Data
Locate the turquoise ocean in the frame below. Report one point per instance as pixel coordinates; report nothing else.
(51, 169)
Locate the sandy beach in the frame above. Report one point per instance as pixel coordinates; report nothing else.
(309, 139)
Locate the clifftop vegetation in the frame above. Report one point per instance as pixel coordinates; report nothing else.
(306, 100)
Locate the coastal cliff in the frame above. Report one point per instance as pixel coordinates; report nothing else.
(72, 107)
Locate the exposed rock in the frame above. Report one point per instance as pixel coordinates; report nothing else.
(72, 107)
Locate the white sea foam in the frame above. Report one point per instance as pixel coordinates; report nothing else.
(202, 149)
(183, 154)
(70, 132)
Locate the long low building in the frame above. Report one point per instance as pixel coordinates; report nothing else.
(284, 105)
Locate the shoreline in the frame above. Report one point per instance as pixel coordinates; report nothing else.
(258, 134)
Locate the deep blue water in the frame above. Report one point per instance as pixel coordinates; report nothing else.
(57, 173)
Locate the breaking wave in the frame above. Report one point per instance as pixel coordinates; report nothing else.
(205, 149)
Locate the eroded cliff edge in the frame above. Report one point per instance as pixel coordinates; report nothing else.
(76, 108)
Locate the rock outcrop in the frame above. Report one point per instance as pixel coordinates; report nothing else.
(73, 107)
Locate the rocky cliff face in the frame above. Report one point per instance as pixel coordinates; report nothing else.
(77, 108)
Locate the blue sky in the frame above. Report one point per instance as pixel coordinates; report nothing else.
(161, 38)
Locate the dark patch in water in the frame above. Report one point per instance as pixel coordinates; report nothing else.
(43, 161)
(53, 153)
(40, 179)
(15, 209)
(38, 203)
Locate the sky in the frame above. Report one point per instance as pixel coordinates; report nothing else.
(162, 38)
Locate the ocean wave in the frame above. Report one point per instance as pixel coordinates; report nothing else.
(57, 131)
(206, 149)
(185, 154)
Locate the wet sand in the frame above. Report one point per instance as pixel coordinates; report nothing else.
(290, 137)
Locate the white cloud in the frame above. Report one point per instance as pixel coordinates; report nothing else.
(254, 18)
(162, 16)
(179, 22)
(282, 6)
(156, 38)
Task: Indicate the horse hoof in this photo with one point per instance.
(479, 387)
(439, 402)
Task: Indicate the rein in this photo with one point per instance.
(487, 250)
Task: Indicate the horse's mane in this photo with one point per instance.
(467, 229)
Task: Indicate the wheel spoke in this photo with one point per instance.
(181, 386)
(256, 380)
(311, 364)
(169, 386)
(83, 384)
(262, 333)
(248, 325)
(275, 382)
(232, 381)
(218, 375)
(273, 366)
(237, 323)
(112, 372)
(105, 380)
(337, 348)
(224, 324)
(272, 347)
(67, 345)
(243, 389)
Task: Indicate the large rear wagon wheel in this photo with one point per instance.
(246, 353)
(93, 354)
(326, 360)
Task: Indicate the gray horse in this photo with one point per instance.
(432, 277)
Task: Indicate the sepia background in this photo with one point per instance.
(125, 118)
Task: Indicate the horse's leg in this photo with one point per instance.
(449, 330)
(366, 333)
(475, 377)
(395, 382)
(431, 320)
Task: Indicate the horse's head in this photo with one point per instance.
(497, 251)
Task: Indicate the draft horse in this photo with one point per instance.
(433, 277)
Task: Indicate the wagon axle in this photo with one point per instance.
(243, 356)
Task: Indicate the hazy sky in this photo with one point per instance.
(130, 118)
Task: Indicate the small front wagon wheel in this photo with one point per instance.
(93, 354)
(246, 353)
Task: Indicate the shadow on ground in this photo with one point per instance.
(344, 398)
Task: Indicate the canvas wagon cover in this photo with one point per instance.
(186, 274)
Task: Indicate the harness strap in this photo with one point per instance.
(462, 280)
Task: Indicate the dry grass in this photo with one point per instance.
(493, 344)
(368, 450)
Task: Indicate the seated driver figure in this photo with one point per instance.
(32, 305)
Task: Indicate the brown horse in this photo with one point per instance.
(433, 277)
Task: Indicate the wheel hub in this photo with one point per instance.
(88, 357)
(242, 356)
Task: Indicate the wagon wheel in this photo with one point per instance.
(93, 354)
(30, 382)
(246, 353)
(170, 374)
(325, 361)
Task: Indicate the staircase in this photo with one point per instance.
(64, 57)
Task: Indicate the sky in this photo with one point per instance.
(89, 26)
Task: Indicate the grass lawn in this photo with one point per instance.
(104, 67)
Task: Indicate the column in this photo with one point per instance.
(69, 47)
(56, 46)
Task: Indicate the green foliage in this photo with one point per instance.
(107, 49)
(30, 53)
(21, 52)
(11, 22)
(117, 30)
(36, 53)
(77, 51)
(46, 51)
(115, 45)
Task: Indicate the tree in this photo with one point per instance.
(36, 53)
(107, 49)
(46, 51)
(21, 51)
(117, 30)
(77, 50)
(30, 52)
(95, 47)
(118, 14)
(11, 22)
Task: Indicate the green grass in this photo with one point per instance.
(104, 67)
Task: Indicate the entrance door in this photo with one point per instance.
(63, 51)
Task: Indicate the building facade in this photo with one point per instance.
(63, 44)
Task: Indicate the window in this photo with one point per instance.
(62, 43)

Problem details
Everything in the data above must be restated verbatim.

Response below
Locate the turquoise ocean in the frame below. Report one point per instance as pixel coordinates; report nothing else.
(51, 169)
Locate the sandy beach in the frame above. Report one point per instance as pixel coordinates; report nothing else.
(309, 139)
Locate the clifftop vegetation in the frame above. Report one point per instance as pixel coordinates; report nothing else.
(306, 100)
Locate the coastal cliff in the frame above. Report one point per instance as pixel coordinates; report nothing else.
(72, 107)
Locate the exposed rock in the frame above. Report one point per instance as pixel coordinates; report nothing else.
(72, 107)
Locate the white sea foam in the frame above. Report one point per instance as pixel coordinates; report nothing else.
(202, 149)
(183, 154)
(70, 132)
Locate the long low building in the frame above. Report one point per instance as pixel coordinates; report nothing else.
(284, 105)
Locate the shoreline in the frame above. Report one point per instance as pixel coordinates; report nothing else.
(258, 134)
Locate the deep blue water in the frame above. Report one point per instance as pixel coordinates; report nothing else.
(57, 173)
Locate the breaking wave in the frame above. Report one point per instance as pixel coordinates; report nothing else.
(205, 149)
Locate the eroded cliff edge in the frame above. Report one point per instance as pixel coordinates; report nothing else.
(76, 108)
Locate the rock outcrop in the frame above. Report one point per instance as pixel coordinates; report nothing else.
(73, 107)
Locate the rocky cliff face in the frame above. Report one point per instance as pixel coordinates; report nothing else.
(77, 108)
Locate the blue sky in the frame above. Report one point per instance as pixel coordinates; report nothing else.
(161, 38)
Locate the dark patch in water in the frame above. Report one point per instance as pixel coordinates; report nothing else.
(43, 161)
(53, 153)
(40, 179)
(15, 209)
(38, 203)
Locate the sky in the frame above. Report one point per instance as pixel coordinates; report nothing else.
(162, 38)
Locate the ocean wave in the frame above. Report one point per instance as pixel coordinates; report nothing else.
(57, 131)
(206, 149)
(185, 154)
Locate the wet sand in the frame above. Report one point per instance as pixel coordinates; report nothing else.
(290, 137)
Locate the white cloud in the frame above. Report one point per instance as pixel coordinates; report nothing else.
(254, 18)
(162, 16)
(179, 22)
(282, 6)
(156, 38)
Task: Indicate the horse hoof in this photo with one point per instance.
(479, 387)
(439, 402)
Task: Indicate the rein in this photo with one point per instance.
(487, 250)
Task: Indicate the horse's mane in this photo with one point per instance.
(467, 229)
Task: Indicate the wheel spoke in this photo with one point per instance.
(181, 386)
(256, 380)
(311, 364)
(169, 386)
(83, 384)
(262, 333)
(248, 325)
(275, 382)
(232, 381)
(218, 375)
(273, 366)
(237, 323)
(112, 372)
(105, 380)
(337, 348)
(224, 324)
(272, 347)
(67, 345)
(243, 389)
Task: Indicate the large rear wagon wheel in this photo with one point per instance.
(246, 353)
(93, 354)
(326, 360)
Task: Indicate the gray horse in this photo with one point per instance.
(432, 277)
Task: Indicate the sepia background in this photo with one point per instance.
(125, 118)
Task: Indicate the horse's leg in this photo with one point per instance.
(449, 330)
(366, 333)
(475, 377)
(395, 382)
(431, 320)
Task: Indicate the horse's head in this photo with one point per instance.
(497, 251)
Task: Indicate the draft horse in this photo with one point per instance.
(433, 277)
Task: Indicate the wagon axle in this photo with one point per instance.
(243, 356)
Task: Indicate the hazy sky in this photo with one point per instance.
(130, 118)
Task: Indicate the small front wagon wheel in this photo with one point per instance.
(93, 354)
(246, 353)
Task: Indicate the shadow on ground in this photo with one point per instance.
(344, 398)
Task: Indicate the canvas wagon cover in this photo with one point per instance.
(186, 274)
Task: Indicate the harness strap in this photo with one point per instance.
(462, 280)
Task: Indicate the dry grass in this photo with one point per instance.
(493, 344)
(368, 450)
Task: Indicate the seated driver figure in this photo with one point per instance.
(32, 305)
Task: Indicate the brown horse in this photo with one point per instance.
(433, 277)
Task: Indicate the wheel hub in this photo with one point per instance.
(88, 357)
(242, 356)
Task: Indicate the wagon wheel in this photo with one point per instance.
(93, 354)
(30, 382)
(246, 353)
(170, 374)
(325, 361)
Task: Indicate the staircase in this photo with one point per instance.
(64, 57)
Task: Indicate the sky in this photo with one point per instance.
(89, 26)
Task: Indicate the grass lawn in this photo with one point per instance.
(104, 67)
Task: Indicate the column in this photo with one point per instance.
(69, 47)
(56, 46)
Task: Indicate the green foliage in this photo with one point per instance.
(107, 49)
(30, 53)
(21, 52)
(11, 22)
(117, 30)
(36, 53)
(77, 51)
(46, 51)
(115, 45)
Task: Indicate the tree in this photo with one point per instance.
(36, 53)
(107, 49)
(46, 51)
(21, 51)
(117, 30)
(77, 50)
(30, 52)
(95, 47)
(118, 14)
(11, 22)
Task: Indicate the green grass in this photo with one point per instance.
(104, 67)
Task: Indicate the entrance door in this photo with one point per instance.
(63, 51)
Task: Indicate the building facade in this photo with one point per instance.
(63, 44)
Task: Indicate the window in this photo with one point per instance.
(62, 43)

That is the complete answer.